[Start DATA FOR THIS EXERCISE]

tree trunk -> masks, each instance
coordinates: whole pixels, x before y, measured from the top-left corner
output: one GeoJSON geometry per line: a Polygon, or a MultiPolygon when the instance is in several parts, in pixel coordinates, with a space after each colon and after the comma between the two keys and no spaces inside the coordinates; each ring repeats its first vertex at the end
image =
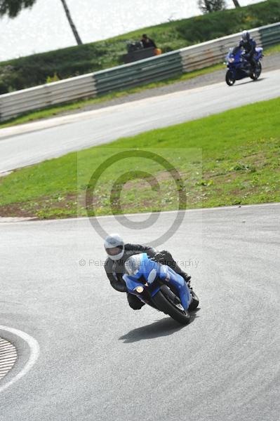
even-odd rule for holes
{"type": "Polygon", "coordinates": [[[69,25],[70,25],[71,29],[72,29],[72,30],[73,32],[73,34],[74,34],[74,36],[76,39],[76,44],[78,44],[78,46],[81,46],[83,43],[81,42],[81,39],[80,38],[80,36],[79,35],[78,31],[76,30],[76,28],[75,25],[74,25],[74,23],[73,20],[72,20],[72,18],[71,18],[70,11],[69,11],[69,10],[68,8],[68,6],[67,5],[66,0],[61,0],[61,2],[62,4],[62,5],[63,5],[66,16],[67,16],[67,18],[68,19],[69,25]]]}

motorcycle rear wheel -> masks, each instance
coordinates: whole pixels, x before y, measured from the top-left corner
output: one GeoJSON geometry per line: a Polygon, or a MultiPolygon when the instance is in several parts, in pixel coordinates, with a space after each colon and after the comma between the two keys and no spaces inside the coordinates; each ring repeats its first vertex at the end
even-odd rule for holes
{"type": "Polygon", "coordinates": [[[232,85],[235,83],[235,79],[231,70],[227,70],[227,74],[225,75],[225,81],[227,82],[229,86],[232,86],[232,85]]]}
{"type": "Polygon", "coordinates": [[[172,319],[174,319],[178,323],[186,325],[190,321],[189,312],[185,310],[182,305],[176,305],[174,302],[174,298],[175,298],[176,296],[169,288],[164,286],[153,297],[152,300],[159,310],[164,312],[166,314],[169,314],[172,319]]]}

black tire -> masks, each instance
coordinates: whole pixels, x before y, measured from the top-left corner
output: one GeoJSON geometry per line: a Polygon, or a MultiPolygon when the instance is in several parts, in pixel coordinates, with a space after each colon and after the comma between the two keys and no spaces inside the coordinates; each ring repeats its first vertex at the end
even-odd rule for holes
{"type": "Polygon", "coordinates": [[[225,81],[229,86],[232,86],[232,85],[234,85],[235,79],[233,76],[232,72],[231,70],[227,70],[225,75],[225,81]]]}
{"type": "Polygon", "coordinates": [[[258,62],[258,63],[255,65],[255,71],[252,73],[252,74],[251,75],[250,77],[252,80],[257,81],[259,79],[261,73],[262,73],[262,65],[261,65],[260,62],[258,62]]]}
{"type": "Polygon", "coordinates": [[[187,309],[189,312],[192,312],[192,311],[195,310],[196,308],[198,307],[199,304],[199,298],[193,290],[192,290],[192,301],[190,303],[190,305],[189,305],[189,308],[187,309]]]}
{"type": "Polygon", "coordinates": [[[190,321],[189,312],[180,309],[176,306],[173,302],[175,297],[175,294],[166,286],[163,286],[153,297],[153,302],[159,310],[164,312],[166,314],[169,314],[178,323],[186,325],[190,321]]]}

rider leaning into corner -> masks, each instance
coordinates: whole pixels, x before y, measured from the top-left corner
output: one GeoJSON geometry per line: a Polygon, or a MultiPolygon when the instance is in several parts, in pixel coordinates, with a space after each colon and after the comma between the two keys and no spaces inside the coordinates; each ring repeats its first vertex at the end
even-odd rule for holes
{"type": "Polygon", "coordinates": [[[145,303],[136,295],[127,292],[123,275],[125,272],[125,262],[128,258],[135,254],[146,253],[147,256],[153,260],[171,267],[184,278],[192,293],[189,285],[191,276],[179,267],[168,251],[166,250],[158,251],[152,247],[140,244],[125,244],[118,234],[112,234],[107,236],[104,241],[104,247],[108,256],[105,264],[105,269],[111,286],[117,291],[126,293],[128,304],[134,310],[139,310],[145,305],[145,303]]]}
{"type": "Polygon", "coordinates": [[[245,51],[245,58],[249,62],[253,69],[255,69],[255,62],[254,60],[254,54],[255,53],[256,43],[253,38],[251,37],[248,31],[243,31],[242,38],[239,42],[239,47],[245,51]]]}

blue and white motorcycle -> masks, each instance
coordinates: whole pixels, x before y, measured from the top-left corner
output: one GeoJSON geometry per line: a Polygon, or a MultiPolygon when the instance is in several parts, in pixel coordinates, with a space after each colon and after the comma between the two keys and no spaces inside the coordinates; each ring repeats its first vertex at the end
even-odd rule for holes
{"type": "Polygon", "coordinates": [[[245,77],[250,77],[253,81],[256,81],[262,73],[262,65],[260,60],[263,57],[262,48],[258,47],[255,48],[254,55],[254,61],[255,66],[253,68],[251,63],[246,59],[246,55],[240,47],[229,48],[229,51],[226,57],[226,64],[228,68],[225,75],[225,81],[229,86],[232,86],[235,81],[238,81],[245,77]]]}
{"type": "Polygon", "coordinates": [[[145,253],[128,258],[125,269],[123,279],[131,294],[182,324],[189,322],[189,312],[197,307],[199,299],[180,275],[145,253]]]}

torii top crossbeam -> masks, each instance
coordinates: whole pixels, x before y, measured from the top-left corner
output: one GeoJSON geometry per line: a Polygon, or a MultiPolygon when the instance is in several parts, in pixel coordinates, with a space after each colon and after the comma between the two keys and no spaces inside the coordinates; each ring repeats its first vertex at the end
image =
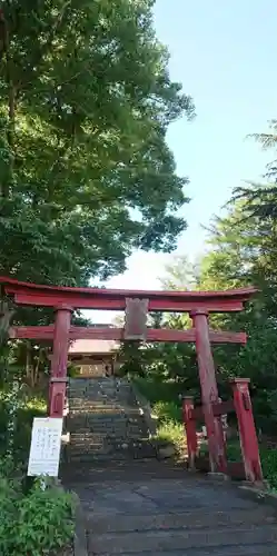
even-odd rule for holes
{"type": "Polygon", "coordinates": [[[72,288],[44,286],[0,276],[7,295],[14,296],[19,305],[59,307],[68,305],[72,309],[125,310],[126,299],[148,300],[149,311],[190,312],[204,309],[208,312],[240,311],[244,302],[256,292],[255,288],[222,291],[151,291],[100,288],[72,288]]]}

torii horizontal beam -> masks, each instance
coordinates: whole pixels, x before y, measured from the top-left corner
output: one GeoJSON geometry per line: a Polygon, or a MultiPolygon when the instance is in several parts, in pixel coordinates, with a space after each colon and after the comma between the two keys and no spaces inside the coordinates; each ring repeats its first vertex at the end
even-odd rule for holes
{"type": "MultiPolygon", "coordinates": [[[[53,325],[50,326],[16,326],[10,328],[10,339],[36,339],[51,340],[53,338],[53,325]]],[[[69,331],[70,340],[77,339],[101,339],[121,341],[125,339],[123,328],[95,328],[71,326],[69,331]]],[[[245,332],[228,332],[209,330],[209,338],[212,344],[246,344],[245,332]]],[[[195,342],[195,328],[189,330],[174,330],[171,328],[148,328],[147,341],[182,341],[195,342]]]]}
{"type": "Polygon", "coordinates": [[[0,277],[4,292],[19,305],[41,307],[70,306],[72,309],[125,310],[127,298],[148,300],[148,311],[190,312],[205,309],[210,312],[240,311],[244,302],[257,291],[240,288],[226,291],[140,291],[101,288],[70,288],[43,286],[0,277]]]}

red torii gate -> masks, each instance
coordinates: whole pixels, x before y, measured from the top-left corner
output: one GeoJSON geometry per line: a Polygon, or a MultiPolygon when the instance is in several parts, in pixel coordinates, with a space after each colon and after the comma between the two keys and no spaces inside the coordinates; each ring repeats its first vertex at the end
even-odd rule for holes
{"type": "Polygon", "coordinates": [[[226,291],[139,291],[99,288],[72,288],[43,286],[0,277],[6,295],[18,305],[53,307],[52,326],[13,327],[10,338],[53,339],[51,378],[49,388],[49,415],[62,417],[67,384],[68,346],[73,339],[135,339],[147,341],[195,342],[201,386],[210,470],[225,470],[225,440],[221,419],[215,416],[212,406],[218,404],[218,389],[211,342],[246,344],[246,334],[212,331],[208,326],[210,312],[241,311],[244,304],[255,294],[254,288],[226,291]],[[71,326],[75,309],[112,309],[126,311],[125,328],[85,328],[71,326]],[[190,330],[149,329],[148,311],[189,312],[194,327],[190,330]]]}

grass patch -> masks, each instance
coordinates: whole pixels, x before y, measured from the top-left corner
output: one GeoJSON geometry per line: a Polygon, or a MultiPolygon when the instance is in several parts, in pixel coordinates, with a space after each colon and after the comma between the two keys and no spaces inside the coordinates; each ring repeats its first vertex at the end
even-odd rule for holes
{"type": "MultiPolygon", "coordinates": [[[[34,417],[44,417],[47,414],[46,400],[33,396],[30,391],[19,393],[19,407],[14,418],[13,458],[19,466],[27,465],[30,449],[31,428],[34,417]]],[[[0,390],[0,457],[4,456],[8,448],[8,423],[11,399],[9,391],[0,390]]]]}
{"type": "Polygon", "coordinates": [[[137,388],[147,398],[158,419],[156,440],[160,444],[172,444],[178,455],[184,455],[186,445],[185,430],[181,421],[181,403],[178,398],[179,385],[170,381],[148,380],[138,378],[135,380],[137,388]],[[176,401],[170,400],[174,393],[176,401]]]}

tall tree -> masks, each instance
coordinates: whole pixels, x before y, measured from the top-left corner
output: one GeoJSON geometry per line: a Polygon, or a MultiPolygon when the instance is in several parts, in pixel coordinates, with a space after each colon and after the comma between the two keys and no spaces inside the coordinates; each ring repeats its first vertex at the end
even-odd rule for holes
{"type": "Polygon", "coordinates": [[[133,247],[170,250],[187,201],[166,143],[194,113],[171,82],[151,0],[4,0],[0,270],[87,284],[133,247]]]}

[End DATA FOR THIS EXERCISE]

◆ EXERCISE REQUIREMENTS ◆
Count the lines of the records that contain the string "tree", matching case, and give only that number.

◆ THE REPLY ◆
2